**Excerpt provided:**
** start **

Re: [PATCH] md: Fix nr_pending race during raid10 recovery

Neil Brown <neilb@xxxxxxx> · Mon, 22 Nov 2010 18:32:07 +1100

On Wed, 17 Nov 2010 13:57:50 -0500
Aniket Kulkarni <aniket@xxxxxxxxxxx> wrote:

> If a RAID10 rdev that is undergoing recovery is marked 'faulty', the rdev 
> could get taken out of the array in spite of outstanding IOs leading to 
> a kernel panic. There are two issues here -
> 
> 1. The ref count (nr_pending) increment for sync or recovery leaves a lot of
> open windows for concurrent rdev removals
> 2. raid10 sync thread continues to submit recovery IOs to faulty devices. These get
> rejected at a later stage by management thread (raid10d).
> 
> Note - rd denotes the rdev from which we are reading, and wr the one we are
> writing to
> 
>   Sync Thread                                Management Thread
> 
> sync_request
>   ++rd.nr_pending
>   bi_end_io = end_sync_read
>   generic_make_request         -------> recovery_request_write
>          |                    |             wr.nr_pending++
>          |                    |             bi_end_io = end_sync_write
>          V                    |             generic_make_request
> end_sync_read    --------------                      |
>   --rd.nr_pending                                    |
>   reschedule_retry for write                         |
>                                                      v
>                                          end_sync_write
>                                              --wr.nr_pending
> 
> So a set-faulty and remove on recovery rdev between sync_request and 
> recovery_request_write is allowed and will lead to a panic.

** end **

**Supplied material:**
** start **

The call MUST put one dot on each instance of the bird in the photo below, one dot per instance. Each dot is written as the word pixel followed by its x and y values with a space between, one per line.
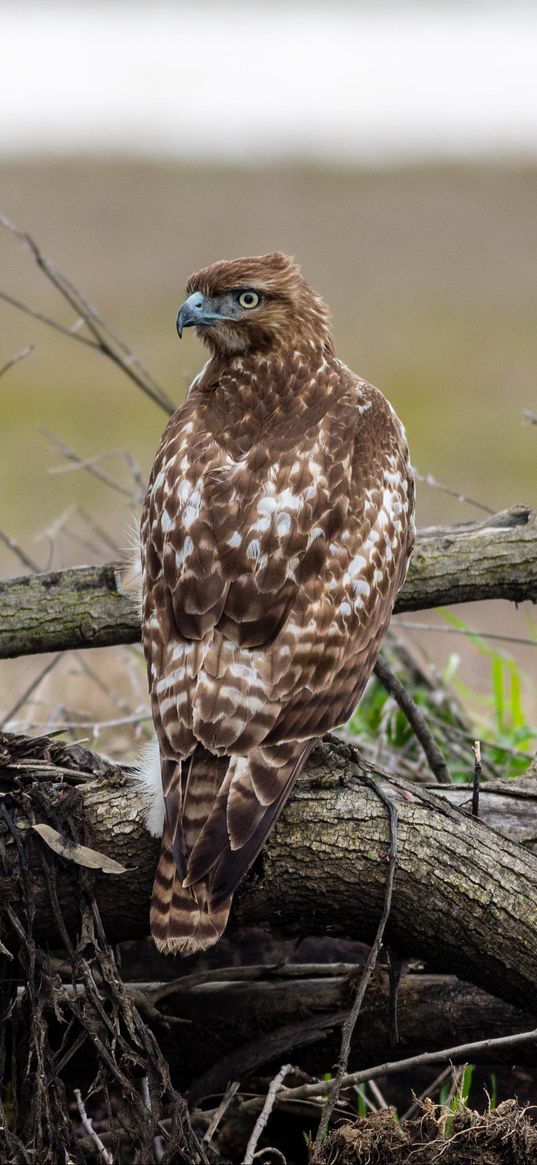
pixel 275 534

** end **

**Given problem A:** In the RAID10 patch reply, which thread rejects the recovery IOs that the sync thread submits to faulty devices?
**Given problem B:** Continue the RAID10 patch reply after its last line.
The listing comes from a different source than the text.

**Written answer A:** The management thread, raid10d.

**Written answer B:**
> 
> The fix is -
> 
> 1. Increment wr.nr_pending immediately after selecting a good target. Ofcourse
> the decrements will be added to error paths in sync_request and end_sync_read.
> 2. Don't submit recovery IOs to faulty targets
> 
> Signed-off-by: Aniket Kulkarni <aniket@xxxxxxxxxxx>
> ---
>  drivers/md/raid10.c |   46 +++++++++++++++++++++++++++++++++++++++++++---
>  1 files changed, 43 insertions(+), 3 deletions(-)
> 
> diff --git a/drivers/md/raid10.c b/drivers/md/raid10.c
> index c67aa54..ec1ea43 100644
> --- a/drivers/md/raid10.c
> +++ b/drivers/md/raid10.c
> @@ -1408,6 +1408,16 @@ static void sync_request_write(mddev_t *mddev, r10bio_t *r10_bio)
>  
>  done:
>  	if (atomic_dec_and_test(&r10_bio->remaining)) {
> +		for (i = 0; i < conf->copies ; i++)  {
> +			/* for any unsuccessful IOs give up the pending count on the
> +			 * write device
> +			 */
> +			if (!test_bit(BIO_UPTODATE, &r10_bio->devs[i].bio->bi_flags) &&
> +				r10_bio->devs[i].bio->bi_end_io == end_sync_write) {
> +				int d = r10_bio->devs[i].devnum;
> +				rdev_dec_pending(conf->mirrors[d].rdev, mddev);
> +			}
> +		}
>  		md_done_sync(mddev, r10_bio->sectors, 1);
>  		put_buf(r10_bio);
>  	}
> @@ -1443,7 +1453,6 @@ static void recovery_request_write(mddev_t *mddev, r10bio_t *r10_bio)
>  	}
>  	d = r10_bio->devs[1].devnum;
>  
> -	atomic_inc(&conf->mirrors[d].rdev->nr_pending);
>  	md_sync_acct(conf->mirrors[d].rdev->bdev, wbio->bi_size >> 9);
>  	if (test_bit(R10BIO_Uptodate, &r10_bio->state))
>  		generic_make_request(wbio);
> @@ -1906,14 +1915,24 @@ static sector_t sync_request(mddev_t *mddev, sector_t sector_nr, int *skipped, i
>  		int j, k;
>  		r10_bio = NULL;
>  
> -		for (i=0 ; i<conf->raid_disks; i++)
> +		for (i = 0; i < conf->raid_disks; i++)
>  			if (conf->mirrors[i].rdev &&
>  			    !test_bit(In_sync, &conf->mirrors[i].rdev->flags)) {
>  				int still_degraded = 0;
>  				/* want to reconstruct this device */
>  				r10bio_t *rb2 = r10_bio;
> -				sector_t sect = raid10_find_virt(conf, sector_nr, i);
> +				sector_t sect;
>  				int must_sync;
> +
> +				/* Skip over the faulty drives */
> +				if (test_bit(Faulty, &conf->mirrors[i].rdev->flags))
> +					continue;

You shouldn't need to check for Faulty here as In_sync is always cleared when
Faulty is set, and we know In_sync is not clear.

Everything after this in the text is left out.